### Problem to work on
List every line in the records below that contains the word "plate", reproducing each line in full.

### Records for processing

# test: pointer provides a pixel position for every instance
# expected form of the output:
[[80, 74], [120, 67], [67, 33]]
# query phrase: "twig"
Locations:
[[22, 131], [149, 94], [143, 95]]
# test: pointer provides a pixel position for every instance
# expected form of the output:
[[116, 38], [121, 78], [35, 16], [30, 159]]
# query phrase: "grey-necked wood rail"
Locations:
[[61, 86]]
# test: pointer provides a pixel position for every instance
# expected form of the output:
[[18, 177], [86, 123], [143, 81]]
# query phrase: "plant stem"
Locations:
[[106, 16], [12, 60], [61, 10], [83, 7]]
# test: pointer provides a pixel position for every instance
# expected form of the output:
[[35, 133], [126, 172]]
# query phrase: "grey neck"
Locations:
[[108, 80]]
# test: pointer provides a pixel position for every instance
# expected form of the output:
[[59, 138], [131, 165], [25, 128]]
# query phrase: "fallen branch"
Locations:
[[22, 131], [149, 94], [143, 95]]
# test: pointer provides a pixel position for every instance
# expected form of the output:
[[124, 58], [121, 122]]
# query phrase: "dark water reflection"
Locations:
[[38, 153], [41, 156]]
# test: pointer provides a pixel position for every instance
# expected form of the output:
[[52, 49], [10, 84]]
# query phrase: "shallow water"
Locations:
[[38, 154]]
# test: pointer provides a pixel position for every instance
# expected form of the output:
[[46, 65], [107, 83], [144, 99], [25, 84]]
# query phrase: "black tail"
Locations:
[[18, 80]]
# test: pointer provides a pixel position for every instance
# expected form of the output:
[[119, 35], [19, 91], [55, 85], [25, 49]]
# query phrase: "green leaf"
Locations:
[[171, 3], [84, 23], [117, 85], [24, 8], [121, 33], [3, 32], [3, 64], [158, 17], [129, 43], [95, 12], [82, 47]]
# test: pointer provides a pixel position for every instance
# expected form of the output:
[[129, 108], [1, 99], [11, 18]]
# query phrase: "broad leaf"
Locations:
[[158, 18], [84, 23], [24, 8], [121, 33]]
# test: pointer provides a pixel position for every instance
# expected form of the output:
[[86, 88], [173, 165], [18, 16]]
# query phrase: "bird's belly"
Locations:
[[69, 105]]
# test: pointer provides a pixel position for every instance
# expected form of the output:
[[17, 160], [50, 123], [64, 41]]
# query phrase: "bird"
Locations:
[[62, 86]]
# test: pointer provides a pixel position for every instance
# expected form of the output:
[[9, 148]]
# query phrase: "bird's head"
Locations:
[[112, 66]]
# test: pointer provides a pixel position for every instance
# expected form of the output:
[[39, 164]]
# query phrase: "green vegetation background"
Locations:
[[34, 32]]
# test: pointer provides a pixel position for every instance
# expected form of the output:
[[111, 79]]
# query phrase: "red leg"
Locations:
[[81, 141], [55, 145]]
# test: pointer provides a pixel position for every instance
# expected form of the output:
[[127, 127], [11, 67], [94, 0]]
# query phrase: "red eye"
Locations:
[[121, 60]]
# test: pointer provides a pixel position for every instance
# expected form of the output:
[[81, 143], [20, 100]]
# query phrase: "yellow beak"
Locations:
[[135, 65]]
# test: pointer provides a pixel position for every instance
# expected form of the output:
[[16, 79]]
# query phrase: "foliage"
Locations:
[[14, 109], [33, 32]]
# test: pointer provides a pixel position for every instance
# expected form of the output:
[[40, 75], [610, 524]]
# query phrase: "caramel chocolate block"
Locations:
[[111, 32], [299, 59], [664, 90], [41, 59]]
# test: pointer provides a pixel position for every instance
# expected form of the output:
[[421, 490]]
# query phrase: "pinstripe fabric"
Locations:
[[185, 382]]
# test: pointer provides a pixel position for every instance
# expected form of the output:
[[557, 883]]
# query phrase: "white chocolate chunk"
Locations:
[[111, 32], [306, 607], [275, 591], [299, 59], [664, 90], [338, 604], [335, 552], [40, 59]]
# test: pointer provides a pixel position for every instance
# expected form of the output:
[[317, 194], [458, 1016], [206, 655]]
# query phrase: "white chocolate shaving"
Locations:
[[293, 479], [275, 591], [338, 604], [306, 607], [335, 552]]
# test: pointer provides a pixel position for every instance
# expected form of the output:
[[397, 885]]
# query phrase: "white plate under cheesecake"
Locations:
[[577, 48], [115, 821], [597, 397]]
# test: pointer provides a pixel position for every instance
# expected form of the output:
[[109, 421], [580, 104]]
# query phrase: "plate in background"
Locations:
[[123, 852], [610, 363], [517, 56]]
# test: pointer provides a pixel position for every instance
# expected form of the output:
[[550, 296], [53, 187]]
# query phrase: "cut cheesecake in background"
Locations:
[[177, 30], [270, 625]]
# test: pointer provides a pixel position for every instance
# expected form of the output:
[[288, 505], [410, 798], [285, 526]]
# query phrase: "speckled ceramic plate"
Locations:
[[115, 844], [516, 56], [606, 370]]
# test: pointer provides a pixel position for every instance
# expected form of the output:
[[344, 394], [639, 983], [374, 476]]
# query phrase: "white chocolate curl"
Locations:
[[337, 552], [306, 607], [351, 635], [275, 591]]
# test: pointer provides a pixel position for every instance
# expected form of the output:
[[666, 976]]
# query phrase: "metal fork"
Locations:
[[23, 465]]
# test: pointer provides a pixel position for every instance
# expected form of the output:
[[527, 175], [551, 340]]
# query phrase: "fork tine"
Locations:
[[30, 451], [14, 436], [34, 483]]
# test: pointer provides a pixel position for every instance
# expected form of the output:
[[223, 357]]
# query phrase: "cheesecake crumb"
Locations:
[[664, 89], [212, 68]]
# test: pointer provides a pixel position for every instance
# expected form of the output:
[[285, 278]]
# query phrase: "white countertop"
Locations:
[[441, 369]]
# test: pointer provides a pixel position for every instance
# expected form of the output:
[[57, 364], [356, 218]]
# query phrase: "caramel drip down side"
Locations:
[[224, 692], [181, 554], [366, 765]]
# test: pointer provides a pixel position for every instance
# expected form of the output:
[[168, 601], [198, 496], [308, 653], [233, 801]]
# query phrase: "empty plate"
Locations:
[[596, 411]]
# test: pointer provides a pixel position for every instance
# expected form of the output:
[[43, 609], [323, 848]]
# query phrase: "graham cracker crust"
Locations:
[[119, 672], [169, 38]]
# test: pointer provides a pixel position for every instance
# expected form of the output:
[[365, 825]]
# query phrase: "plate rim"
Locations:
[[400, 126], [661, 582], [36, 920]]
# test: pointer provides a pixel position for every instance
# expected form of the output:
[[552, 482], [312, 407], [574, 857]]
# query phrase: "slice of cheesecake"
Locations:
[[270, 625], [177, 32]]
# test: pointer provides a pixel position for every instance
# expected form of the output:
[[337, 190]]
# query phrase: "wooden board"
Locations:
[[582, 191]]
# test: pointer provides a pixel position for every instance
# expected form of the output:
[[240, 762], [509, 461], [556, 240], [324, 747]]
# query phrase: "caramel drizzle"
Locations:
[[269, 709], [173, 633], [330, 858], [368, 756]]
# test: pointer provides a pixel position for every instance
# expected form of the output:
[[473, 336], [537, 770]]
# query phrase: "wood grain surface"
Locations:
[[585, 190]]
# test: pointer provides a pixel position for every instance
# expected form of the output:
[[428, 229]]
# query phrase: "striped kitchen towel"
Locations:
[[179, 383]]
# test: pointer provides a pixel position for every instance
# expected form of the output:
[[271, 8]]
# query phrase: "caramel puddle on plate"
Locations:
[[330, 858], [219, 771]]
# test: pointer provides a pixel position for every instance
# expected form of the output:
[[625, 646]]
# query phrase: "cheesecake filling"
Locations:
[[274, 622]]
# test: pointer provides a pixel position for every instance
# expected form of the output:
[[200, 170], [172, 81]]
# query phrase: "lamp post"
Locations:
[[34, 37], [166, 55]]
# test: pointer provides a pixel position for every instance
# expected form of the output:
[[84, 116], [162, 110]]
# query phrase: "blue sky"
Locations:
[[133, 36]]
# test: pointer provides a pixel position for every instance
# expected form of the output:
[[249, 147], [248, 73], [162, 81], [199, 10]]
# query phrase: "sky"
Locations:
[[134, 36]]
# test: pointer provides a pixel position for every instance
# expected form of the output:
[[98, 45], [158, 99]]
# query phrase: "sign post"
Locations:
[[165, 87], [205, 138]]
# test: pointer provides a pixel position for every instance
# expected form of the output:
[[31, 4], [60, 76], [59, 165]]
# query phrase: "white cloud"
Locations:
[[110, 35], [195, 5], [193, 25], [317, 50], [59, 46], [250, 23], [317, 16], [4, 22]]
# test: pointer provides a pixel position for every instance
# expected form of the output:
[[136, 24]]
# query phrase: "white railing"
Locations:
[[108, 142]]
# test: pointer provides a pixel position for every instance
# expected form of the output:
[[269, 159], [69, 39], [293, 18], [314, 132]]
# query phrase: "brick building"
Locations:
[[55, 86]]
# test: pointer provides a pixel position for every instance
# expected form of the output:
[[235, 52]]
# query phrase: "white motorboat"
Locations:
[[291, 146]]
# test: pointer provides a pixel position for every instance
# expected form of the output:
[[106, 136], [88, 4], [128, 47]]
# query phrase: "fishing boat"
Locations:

### Answer to the exercise
# query phrase: "white plate under cheesecake"
# query phrase: "plate in background"
# query phrase: "speckled ceramic plate"
# query phrase: "empty plate"
# query phrase: "plate rim"
# query phrase: "caramel puddle on plate"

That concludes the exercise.